Recorded information:
★ ★ ★ ★
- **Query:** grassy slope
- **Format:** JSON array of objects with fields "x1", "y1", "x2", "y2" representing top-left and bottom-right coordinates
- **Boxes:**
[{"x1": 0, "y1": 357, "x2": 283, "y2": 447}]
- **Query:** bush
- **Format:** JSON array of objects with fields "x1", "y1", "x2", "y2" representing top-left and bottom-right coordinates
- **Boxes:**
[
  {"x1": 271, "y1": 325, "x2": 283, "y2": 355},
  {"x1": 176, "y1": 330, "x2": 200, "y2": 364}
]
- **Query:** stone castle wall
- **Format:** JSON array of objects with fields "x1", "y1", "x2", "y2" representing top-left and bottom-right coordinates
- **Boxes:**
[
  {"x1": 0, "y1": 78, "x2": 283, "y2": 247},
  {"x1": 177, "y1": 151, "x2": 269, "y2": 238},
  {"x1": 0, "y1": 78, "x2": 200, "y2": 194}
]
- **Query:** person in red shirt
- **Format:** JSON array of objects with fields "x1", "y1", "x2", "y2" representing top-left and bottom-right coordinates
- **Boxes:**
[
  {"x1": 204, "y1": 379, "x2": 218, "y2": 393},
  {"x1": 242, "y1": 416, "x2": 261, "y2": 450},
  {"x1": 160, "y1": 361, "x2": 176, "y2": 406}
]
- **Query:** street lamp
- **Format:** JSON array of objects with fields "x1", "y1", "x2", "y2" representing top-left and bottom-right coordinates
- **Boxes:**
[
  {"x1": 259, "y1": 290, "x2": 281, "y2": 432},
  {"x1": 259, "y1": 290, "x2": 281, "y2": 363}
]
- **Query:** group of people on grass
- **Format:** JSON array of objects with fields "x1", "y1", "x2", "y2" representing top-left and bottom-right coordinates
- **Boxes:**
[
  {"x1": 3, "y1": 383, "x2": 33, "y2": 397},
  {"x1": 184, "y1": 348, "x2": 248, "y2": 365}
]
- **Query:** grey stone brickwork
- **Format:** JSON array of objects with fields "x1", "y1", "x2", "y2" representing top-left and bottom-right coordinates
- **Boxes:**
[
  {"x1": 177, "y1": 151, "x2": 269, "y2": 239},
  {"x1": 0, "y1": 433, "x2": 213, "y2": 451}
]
★ ★ ★ ★
Task to carry out:
Reproduce every line in the stretch from the line containing "- **Query:** person in red shirt" through the end of the items, shifting each coordinate in the answers by adding 16 to it and leaving all other text unchanged.

Exercise result:
- **Query:** person in red shirt
- **Format:** JSON array of objects with fields "x1", "y1", "x2", "y2" representing top-left and bottom-right coordinates
- **Boxes:**
[
  {"x1": 220, "y1": 395, "x2": 234, "y2": 409},
  {"x1": 258, "y1": 432, "x2": 277, "y2": 466},
  {"x1": 176, "y1": 377, "x2": 192, "y2": 422}
]
- **Query:** street lamp
- **Format:** JSON array of objects with fields "x1", "y1", "x2", "y2" representing top-left and bottom-right coordinates
- **Boxes:**
[
  {"x1": 275, "y1": 306, "x2": 297, "y2": 448},
  {"x1": 275, "y1": 306, "x2": 297, "y2": 379}
]
- **Query:** group of people on grass
- **Format:** JSON array of objects with fields "x1", "y1", "x2", "y2" representing top-left and bottom-right coordinates
- **Boxes:**
[
  {"x1": 19, "y1": 399, "x2": 49, "y2": 413},
  {"x1": 200, "y1": 364, "x2": 264, "y2": 381}
]
- **Query:** grey stone brickwork
- **Format:** JSON array of objects with fields "x1", "y1", "x2", "y2" representing top-left and bottom-right coordinates
- **Boxes:**
[
  {"x1": 193, "y1": 167, "x2": 285, "y2": 255},
  {"x1": 16, "y1": 449, "x2": 229, "y2": 467}
]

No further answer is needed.